■ Directive:
Copy out everything in the data from the line containing "Target: green field" down to the line containing "[(99, 224), (347, 148), (389, 259), (174, 190)]", with both of those lines included, keeping every character the same.

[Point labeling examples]
BEGIN
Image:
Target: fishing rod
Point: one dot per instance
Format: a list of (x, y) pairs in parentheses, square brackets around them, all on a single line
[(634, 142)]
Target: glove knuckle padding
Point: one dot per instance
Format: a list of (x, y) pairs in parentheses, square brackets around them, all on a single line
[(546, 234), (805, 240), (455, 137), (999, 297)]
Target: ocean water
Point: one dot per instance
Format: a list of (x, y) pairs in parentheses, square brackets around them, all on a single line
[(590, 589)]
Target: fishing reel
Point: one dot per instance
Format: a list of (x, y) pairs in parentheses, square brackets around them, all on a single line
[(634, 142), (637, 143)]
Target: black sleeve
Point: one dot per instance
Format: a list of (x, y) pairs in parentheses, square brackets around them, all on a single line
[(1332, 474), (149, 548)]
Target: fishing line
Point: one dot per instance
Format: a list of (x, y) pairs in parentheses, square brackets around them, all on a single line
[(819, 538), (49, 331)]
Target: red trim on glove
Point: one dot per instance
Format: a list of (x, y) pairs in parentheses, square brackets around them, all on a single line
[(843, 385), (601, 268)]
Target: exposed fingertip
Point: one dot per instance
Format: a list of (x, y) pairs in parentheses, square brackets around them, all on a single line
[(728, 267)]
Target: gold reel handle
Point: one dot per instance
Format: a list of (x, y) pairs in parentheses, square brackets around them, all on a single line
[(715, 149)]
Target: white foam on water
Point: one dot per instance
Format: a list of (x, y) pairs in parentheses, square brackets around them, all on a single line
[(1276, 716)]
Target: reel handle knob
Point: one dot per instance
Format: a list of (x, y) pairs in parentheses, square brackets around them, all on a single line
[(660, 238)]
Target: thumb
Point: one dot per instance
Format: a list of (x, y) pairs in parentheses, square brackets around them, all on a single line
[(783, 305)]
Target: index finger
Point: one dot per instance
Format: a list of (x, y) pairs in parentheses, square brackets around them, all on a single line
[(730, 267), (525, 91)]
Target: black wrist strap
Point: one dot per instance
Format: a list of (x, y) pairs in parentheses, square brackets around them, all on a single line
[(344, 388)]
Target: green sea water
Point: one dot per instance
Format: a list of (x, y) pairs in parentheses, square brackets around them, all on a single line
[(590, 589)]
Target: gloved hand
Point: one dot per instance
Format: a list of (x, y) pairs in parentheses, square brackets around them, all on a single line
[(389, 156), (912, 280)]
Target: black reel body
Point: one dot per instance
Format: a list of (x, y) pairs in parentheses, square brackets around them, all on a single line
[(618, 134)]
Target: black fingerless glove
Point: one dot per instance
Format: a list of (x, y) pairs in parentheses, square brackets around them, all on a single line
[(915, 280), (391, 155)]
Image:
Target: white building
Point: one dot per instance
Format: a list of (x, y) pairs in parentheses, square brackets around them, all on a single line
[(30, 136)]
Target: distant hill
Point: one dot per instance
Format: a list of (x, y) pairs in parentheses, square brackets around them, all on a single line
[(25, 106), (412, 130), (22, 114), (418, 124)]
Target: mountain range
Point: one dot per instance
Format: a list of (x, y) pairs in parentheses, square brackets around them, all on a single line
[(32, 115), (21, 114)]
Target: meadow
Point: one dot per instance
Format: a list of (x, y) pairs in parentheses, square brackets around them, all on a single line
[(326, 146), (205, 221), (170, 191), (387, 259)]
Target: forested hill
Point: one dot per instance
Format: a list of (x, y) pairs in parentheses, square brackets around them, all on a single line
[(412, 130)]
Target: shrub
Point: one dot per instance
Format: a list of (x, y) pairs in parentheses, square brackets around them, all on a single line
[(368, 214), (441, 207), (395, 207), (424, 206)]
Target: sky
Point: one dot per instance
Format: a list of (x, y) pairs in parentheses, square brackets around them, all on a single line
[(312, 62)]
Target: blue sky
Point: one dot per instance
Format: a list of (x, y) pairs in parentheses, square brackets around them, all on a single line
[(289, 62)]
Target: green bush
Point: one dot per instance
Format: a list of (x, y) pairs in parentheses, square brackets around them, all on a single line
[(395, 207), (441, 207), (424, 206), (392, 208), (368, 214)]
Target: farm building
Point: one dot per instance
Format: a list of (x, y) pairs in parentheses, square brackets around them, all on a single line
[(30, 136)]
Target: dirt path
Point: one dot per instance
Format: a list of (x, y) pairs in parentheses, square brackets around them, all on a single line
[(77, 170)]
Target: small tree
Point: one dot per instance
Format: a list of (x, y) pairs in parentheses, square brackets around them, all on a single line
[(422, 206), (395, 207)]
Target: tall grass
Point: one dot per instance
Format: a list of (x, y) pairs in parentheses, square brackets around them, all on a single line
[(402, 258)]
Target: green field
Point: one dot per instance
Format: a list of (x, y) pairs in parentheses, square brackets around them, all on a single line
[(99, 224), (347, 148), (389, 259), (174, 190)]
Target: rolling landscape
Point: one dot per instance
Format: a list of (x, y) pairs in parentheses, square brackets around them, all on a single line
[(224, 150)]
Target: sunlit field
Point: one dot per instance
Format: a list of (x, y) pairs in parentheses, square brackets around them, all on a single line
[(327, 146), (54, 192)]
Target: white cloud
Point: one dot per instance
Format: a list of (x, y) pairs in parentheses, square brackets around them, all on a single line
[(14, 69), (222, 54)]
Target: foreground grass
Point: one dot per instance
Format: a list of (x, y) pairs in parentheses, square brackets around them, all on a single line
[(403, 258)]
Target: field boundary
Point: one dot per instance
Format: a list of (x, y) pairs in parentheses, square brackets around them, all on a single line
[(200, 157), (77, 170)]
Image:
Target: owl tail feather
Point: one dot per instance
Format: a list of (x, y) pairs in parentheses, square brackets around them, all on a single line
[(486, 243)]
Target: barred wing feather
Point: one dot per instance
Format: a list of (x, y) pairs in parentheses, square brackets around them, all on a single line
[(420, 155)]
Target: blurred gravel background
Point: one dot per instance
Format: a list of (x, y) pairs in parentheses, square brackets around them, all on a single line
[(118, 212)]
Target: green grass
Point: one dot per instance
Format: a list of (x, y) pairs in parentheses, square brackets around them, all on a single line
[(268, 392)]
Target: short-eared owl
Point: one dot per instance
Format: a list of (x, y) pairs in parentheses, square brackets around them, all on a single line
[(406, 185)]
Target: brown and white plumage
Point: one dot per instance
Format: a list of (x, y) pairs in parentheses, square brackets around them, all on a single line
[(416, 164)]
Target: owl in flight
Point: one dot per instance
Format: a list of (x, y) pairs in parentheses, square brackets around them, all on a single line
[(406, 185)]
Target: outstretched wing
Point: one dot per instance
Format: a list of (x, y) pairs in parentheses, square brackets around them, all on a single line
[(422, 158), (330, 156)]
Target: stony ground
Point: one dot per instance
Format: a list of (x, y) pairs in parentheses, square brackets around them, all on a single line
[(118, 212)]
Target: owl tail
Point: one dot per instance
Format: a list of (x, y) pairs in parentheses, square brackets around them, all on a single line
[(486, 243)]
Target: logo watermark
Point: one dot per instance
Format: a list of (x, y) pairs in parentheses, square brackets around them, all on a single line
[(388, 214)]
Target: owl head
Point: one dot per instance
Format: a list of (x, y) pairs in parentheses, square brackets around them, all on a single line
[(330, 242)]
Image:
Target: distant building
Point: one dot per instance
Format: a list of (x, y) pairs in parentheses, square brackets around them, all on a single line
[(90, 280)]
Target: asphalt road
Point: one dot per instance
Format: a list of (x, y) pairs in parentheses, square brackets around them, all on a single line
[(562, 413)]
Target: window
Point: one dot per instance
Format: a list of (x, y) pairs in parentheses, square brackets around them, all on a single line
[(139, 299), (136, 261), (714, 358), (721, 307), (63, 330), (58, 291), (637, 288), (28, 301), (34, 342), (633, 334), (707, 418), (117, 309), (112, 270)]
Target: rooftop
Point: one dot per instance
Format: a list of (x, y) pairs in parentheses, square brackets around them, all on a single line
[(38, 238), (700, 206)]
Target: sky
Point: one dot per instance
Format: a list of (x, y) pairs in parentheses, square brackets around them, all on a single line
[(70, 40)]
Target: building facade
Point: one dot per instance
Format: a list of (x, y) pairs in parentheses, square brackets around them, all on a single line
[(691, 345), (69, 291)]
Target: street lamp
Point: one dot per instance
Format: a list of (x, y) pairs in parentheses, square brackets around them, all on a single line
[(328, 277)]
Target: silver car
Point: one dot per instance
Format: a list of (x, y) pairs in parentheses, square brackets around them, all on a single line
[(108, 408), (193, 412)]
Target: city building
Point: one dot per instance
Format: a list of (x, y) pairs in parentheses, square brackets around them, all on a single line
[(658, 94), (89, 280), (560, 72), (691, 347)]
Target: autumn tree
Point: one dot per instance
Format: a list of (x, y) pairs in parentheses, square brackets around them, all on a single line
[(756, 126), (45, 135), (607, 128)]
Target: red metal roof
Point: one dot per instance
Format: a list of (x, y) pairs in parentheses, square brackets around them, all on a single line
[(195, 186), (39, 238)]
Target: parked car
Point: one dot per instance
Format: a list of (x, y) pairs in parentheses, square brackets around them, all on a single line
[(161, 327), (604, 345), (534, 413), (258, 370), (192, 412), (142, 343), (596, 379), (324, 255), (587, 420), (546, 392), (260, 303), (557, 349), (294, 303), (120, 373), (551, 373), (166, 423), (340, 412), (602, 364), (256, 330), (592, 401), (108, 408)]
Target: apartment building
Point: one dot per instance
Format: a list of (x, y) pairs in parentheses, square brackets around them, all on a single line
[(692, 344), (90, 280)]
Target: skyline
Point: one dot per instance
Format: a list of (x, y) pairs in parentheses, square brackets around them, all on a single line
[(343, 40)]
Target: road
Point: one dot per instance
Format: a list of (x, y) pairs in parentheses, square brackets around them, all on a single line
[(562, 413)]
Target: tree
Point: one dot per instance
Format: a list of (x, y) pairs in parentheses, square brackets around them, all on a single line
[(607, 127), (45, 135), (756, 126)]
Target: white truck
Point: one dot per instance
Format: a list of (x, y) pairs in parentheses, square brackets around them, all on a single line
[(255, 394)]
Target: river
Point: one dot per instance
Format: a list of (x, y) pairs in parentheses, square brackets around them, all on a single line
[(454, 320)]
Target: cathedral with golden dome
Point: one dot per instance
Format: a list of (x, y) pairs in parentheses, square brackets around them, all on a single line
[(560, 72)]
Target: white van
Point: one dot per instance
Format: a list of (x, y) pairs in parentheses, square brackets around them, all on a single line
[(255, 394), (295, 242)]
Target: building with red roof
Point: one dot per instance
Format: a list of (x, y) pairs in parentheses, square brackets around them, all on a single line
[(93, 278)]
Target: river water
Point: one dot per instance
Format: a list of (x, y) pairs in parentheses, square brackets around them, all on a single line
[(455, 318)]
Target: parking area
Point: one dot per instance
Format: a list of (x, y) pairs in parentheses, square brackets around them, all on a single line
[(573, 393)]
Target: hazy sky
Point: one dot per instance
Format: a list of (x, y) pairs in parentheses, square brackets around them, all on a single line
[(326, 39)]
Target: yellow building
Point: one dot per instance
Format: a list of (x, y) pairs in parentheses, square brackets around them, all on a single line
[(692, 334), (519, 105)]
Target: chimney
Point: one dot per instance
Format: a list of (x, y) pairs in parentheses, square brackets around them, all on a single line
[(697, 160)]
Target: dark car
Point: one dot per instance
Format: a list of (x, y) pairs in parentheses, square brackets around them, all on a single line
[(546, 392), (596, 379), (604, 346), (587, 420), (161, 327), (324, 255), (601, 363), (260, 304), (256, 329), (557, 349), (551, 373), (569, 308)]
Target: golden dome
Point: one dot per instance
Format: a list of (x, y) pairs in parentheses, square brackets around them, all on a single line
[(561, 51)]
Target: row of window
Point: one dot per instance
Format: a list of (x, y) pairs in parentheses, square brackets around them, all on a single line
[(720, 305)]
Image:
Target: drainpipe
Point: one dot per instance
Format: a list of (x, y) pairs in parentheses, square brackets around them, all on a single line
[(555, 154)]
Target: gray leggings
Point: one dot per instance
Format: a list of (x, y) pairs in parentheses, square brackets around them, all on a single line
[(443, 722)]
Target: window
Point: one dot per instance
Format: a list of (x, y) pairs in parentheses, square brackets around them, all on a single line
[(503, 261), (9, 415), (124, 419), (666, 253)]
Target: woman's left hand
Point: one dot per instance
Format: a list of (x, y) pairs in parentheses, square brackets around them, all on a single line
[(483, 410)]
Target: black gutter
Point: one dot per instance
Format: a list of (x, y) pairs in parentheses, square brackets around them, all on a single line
END
■ Solved problem:
Target: green field
Point: one dot per instance
Format: a list of (x, y) pairs in parentheses, square brackets around them, all on a single line
[(99, 224), (347, 148), (389, 259), (174, 190)]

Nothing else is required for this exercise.